(Dataset rows on where objects appear)
Start
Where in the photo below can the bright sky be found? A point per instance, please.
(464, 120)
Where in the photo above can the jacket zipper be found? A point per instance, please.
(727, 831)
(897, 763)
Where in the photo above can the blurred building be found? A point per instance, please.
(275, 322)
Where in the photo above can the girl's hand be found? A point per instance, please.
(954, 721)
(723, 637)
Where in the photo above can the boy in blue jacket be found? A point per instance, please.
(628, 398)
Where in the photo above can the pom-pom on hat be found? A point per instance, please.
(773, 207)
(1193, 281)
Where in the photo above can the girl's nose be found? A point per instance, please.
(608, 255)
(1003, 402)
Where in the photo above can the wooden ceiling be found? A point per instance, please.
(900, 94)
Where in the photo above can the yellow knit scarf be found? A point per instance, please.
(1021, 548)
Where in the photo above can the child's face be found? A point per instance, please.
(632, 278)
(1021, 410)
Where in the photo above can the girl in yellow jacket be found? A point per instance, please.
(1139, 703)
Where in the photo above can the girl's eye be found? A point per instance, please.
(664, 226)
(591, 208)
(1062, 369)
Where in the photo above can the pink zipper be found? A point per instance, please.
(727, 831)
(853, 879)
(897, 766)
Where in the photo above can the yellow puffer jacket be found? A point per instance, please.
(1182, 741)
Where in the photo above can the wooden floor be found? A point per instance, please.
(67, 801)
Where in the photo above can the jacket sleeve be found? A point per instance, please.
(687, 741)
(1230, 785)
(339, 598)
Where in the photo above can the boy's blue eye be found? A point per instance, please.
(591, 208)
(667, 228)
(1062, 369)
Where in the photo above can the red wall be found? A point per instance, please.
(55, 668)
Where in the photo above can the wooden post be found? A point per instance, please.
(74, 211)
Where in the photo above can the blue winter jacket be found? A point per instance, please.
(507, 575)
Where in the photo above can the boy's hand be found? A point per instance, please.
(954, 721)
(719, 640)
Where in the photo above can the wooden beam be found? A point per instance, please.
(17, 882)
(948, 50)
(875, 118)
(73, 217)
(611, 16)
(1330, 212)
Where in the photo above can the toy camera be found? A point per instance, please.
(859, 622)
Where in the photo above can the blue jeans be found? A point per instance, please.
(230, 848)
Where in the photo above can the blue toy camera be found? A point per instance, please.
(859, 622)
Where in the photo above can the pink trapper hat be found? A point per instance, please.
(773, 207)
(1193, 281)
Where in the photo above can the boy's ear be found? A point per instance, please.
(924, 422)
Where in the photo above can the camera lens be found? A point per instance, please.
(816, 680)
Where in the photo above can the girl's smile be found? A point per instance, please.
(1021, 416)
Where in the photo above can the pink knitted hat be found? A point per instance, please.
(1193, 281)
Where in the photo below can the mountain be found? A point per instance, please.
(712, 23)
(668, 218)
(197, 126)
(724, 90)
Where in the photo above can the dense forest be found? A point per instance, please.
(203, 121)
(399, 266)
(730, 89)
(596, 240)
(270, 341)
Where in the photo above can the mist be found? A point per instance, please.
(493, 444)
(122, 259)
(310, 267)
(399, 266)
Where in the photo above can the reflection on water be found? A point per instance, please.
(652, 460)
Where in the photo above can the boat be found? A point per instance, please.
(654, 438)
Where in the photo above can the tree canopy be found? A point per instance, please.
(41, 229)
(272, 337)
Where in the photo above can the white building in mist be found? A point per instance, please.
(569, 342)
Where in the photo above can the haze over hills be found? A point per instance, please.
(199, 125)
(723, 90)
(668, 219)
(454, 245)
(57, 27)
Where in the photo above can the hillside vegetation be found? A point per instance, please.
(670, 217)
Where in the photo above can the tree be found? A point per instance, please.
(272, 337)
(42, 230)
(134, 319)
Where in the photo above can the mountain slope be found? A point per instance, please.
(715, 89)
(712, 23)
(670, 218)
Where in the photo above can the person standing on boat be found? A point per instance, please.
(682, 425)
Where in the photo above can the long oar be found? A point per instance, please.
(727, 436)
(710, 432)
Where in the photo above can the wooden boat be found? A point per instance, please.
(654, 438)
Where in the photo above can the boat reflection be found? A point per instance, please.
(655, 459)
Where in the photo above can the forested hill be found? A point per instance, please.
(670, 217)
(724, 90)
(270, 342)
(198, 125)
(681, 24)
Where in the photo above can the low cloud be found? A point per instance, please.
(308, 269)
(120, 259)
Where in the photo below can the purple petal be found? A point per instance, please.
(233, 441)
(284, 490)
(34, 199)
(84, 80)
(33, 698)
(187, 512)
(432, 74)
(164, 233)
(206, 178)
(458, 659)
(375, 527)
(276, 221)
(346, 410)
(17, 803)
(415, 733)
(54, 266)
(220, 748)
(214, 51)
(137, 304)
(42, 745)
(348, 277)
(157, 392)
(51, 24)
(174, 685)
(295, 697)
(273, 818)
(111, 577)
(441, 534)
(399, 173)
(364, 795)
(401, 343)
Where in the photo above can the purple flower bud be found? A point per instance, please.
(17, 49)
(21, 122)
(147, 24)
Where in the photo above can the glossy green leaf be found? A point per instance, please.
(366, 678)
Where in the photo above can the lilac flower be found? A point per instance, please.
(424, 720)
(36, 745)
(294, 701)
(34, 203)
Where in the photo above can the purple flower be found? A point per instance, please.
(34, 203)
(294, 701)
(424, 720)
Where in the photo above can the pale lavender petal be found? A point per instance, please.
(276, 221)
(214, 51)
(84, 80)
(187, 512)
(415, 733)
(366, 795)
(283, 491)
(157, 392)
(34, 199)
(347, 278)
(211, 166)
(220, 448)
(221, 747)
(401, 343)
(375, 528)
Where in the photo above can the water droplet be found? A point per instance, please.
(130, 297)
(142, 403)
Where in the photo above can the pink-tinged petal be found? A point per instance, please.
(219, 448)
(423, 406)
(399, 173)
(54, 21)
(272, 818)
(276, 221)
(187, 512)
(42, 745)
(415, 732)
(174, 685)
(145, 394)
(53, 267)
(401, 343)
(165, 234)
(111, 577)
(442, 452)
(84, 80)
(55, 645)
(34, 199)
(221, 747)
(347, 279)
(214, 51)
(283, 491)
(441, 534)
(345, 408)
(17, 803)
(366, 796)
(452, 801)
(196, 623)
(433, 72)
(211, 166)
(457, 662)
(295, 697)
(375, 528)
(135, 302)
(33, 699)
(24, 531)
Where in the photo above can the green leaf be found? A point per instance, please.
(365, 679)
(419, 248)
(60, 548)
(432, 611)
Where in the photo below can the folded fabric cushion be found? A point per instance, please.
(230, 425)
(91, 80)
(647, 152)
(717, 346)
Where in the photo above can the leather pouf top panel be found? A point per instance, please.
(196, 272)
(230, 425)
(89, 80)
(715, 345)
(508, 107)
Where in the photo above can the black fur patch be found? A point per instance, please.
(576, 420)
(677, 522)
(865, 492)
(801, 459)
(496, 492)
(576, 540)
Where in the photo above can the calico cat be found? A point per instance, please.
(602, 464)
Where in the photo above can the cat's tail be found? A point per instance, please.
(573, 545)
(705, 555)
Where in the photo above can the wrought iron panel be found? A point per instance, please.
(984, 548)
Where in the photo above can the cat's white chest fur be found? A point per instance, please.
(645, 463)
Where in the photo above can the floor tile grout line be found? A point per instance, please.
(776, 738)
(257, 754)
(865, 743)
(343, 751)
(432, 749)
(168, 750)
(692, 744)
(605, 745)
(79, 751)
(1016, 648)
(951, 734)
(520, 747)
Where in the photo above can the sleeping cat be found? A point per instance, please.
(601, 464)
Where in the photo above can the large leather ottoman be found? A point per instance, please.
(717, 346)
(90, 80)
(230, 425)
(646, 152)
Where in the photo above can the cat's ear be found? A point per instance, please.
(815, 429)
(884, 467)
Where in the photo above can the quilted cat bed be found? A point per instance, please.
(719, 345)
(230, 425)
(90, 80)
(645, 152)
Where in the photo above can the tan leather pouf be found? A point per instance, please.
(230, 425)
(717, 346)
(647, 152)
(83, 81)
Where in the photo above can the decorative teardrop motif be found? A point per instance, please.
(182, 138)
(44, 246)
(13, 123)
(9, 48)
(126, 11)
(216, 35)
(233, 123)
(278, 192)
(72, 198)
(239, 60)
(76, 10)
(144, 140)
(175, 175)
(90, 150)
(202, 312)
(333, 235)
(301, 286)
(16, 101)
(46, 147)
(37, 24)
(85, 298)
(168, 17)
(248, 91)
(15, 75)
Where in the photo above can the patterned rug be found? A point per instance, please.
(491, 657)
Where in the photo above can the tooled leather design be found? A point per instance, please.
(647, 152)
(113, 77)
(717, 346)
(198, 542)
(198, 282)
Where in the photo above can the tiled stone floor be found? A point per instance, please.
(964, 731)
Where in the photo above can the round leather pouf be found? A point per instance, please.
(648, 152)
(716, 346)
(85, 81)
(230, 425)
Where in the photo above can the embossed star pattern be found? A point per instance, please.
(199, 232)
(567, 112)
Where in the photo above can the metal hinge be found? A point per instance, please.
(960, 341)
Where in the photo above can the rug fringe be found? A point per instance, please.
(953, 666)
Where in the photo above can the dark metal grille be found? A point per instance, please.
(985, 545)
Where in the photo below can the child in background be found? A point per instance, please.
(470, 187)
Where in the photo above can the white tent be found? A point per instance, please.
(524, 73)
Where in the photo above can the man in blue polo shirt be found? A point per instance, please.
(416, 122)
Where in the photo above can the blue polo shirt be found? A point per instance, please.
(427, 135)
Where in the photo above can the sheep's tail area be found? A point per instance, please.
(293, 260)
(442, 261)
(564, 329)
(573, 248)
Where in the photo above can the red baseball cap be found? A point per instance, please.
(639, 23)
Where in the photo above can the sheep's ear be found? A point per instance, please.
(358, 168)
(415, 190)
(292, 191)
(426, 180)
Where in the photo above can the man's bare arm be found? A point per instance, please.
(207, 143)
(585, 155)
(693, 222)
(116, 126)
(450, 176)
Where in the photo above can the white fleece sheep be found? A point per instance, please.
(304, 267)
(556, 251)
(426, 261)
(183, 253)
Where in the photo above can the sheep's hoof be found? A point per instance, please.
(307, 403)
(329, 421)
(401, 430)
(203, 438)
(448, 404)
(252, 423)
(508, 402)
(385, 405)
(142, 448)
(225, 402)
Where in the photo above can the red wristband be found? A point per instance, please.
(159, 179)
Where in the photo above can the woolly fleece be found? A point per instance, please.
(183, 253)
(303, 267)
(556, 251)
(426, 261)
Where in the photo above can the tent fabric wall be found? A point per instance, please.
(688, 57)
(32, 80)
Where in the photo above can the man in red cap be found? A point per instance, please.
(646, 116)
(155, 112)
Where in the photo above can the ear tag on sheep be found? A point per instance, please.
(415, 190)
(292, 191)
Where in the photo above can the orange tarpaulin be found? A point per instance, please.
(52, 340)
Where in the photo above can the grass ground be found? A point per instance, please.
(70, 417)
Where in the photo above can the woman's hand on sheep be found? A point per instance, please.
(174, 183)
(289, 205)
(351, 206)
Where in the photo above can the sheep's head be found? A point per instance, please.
End
Copy out the lines starting at the one containing "Where in the photo above can the red wristband" and ending with the last line of the entries. Include nothing else.

Where in the photo above can the red wristband be found? A point per instance, please.
(159, 179)
Where in the photo above can the woolly fleece be found? A point per instance, please.
(183, 253)
(303, 267)
(556, 251)
(426, 261)
Where in the photo above can the tent fabric wall be found? A point per instance, please.
(688, 57)
(32, 80)
Where in the photo above can the man in red cap be found? A point per instance, please.
(646, 116)
(155, 112)
Where in the photo above can the ear tag on sheep be found? A point per instance, please.
(415, 190)
(292, 191)
Where in the photo above can the orange tarpaulin be found? A point per instance, please.
(52, 340)
Where in the photo above can the grass ground be found? A point per instance, please.
(70, 417)
Where in the photo above can the woman's hand on sheep be found? A point per instance, please.
(174, 183)
(289, 205)
(351, 206)
Where in the photo above can the sheep's head be found? A point per instance, please.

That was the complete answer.